───── DATASET CONTENT

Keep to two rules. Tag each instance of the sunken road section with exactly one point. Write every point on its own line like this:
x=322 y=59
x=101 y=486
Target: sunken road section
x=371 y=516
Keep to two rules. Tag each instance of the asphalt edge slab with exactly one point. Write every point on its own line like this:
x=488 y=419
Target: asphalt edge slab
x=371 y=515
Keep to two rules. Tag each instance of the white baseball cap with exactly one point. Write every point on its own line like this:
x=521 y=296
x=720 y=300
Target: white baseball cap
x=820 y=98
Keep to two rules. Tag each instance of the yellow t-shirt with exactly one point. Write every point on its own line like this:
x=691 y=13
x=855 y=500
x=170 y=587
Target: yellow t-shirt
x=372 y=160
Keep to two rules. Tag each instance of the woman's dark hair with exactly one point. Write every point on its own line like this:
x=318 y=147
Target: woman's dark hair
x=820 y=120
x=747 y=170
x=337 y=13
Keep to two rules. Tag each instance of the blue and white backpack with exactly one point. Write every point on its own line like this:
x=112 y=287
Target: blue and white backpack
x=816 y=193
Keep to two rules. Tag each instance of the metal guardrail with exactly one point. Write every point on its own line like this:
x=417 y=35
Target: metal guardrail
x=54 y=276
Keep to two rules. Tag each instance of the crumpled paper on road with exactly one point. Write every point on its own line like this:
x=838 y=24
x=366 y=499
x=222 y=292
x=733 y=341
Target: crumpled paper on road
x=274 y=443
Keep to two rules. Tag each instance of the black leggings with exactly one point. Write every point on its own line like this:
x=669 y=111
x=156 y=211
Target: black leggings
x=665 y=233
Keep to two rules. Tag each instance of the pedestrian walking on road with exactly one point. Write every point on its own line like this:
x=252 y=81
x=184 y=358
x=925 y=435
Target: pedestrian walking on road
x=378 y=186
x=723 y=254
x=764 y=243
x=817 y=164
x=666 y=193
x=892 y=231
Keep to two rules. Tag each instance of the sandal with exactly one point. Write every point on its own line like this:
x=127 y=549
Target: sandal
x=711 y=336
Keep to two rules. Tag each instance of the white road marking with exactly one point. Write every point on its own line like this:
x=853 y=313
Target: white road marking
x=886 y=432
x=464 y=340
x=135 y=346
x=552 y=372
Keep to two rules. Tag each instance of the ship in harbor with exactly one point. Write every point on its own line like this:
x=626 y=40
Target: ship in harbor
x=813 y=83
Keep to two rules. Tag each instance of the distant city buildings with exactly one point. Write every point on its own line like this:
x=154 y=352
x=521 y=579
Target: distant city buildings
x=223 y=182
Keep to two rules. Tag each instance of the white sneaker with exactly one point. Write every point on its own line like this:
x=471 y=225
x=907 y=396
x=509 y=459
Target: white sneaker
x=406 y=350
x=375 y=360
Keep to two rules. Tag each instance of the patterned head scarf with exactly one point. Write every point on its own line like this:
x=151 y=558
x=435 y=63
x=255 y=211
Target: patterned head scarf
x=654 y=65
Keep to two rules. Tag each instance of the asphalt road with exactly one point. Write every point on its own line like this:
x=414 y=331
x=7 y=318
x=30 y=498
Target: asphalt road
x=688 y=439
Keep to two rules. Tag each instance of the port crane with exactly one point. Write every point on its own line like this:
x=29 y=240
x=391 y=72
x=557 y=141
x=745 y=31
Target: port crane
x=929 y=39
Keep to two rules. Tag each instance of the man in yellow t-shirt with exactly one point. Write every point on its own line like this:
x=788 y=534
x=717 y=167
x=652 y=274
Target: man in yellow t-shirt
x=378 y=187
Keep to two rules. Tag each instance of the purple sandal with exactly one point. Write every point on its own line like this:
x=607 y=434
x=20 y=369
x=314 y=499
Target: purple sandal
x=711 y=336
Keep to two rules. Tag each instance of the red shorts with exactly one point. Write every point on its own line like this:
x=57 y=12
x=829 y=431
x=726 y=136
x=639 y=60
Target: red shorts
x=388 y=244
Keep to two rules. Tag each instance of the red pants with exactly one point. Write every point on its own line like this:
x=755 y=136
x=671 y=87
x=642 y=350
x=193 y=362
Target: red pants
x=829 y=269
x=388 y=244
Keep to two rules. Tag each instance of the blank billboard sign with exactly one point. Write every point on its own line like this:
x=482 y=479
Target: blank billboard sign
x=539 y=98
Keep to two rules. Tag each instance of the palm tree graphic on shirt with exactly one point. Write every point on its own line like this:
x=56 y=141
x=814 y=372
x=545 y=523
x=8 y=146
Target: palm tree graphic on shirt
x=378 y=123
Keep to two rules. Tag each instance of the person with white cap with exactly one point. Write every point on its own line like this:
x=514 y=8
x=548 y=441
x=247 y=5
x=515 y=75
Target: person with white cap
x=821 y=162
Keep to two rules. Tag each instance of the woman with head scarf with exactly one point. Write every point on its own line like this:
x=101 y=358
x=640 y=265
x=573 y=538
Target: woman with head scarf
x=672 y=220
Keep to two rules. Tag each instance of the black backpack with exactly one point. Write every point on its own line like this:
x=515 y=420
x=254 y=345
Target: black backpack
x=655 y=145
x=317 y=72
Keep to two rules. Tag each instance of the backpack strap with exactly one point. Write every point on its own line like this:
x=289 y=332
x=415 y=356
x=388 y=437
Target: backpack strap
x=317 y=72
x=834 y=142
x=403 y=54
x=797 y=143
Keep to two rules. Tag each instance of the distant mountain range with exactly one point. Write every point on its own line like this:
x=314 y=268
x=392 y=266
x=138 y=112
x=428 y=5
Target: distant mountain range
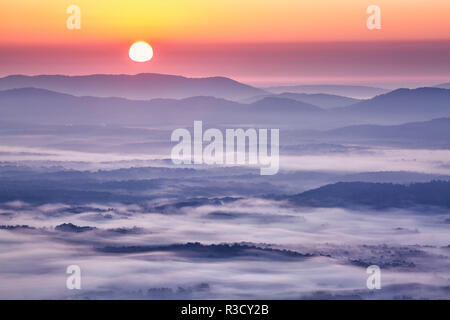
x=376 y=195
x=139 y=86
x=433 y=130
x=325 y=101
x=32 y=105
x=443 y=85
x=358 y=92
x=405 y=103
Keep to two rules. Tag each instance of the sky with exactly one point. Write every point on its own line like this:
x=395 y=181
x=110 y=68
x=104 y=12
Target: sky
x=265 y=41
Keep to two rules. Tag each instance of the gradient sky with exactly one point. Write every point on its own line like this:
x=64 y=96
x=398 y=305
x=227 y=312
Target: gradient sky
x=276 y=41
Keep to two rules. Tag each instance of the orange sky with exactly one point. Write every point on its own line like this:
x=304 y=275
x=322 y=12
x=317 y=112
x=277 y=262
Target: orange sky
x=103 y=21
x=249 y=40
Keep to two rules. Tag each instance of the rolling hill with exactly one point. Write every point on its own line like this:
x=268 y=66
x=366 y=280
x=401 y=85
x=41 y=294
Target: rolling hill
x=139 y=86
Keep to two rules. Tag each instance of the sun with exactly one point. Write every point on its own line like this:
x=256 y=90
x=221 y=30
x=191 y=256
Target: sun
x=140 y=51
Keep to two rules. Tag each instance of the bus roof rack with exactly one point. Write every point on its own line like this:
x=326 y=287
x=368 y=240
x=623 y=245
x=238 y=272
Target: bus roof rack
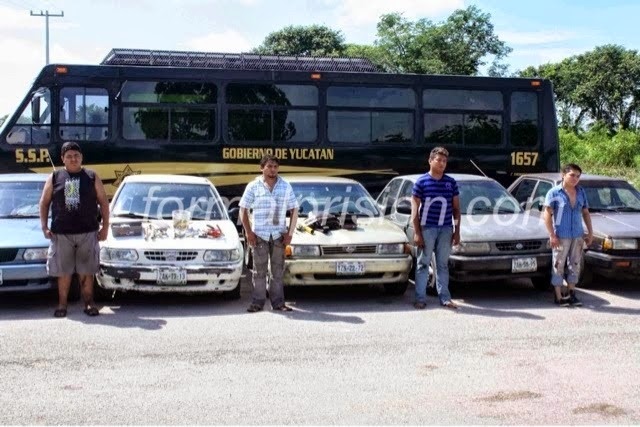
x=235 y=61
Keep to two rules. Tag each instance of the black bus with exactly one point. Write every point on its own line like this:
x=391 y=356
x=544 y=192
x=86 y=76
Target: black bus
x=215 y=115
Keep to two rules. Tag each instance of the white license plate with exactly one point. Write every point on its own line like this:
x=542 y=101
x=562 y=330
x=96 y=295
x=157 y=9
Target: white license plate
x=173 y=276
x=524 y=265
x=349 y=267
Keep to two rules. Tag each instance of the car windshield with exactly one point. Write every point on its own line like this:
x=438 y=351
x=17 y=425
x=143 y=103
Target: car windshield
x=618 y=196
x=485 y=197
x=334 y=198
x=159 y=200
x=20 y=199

──────────
───── DATASET CONTENT

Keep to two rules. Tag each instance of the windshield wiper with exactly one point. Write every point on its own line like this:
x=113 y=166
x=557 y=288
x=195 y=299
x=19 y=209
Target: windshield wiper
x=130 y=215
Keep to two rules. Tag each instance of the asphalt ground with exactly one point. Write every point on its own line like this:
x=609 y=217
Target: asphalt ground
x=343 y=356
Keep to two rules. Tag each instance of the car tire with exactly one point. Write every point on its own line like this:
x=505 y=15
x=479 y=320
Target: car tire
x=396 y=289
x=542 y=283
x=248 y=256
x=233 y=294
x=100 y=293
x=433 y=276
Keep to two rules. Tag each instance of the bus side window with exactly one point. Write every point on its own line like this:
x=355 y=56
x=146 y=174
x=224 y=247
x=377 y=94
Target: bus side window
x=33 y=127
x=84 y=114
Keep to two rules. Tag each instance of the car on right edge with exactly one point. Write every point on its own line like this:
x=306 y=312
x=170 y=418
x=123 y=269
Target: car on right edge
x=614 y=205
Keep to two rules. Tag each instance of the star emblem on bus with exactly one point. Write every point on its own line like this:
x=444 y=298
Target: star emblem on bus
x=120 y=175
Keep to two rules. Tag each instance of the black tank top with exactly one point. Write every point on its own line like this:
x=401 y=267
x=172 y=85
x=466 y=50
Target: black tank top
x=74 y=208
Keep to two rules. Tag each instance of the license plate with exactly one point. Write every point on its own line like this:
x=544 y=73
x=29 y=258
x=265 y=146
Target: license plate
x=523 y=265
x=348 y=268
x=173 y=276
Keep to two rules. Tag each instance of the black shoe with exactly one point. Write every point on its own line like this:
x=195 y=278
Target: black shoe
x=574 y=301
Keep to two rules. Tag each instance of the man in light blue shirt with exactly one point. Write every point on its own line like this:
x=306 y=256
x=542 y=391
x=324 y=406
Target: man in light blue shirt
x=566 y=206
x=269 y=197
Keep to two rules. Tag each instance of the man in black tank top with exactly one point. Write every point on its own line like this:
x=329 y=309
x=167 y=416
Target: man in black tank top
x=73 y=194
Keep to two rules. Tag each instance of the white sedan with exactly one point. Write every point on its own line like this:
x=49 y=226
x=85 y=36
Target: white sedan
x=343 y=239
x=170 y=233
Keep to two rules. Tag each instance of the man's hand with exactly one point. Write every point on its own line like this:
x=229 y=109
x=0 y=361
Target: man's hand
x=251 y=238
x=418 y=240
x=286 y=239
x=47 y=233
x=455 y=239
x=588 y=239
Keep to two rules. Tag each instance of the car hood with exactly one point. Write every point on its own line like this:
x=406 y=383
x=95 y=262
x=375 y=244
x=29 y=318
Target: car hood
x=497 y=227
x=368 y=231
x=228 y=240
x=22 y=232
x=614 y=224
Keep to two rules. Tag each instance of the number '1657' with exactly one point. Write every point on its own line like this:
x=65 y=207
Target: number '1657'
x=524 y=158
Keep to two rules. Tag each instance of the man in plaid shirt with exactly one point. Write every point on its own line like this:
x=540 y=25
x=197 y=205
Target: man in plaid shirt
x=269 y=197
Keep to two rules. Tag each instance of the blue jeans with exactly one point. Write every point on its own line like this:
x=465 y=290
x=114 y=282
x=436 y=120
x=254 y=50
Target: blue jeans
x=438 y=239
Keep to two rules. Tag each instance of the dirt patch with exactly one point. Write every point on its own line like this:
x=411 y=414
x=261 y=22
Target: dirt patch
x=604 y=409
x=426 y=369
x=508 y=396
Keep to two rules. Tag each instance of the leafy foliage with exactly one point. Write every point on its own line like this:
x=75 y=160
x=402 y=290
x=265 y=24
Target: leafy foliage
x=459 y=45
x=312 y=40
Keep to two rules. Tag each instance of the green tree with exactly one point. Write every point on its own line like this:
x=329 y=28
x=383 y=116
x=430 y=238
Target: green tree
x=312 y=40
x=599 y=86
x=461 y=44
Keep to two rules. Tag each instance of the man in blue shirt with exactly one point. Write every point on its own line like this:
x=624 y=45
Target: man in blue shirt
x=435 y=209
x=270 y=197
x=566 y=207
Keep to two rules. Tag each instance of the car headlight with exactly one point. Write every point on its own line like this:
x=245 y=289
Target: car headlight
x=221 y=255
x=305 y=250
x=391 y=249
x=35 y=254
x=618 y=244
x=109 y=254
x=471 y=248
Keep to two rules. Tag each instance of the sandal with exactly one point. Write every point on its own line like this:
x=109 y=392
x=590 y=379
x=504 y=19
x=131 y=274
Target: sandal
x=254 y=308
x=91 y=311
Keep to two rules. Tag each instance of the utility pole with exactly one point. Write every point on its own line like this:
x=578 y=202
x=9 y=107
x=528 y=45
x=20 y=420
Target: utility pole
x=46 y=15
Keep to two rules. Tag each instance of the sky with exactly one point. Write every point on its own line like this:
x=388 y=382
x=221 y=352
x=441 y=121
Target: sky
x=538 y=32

──────────
───── DATASET CONTENT

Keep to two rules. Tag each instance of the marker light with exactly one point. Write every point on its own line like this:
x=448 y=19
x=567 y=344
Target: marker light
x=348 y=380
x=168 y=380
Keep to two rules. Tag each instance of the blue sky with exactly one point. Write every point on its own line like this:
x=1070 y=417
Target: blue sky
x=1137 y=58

──────────

* TASK *
All that is wanted is the stretch of lines above from the one containing "Keep to two rules. Tag each instance of the sunken" through the one containing "x=488 y=419", duplicated exactly.

* PROBLEM SOLUTION *
Keep to two rules. Tag each instance of the sunken road section with exactly one point. Write every point on its own line like this:
x=322 y=59
x=101 y=486
Target: sunken road section
x=371 y=516
Keep to two rules. Tag each instance of the asphalt edge slab with exactly one point. Write every point on its own line like this:
x=488 y=419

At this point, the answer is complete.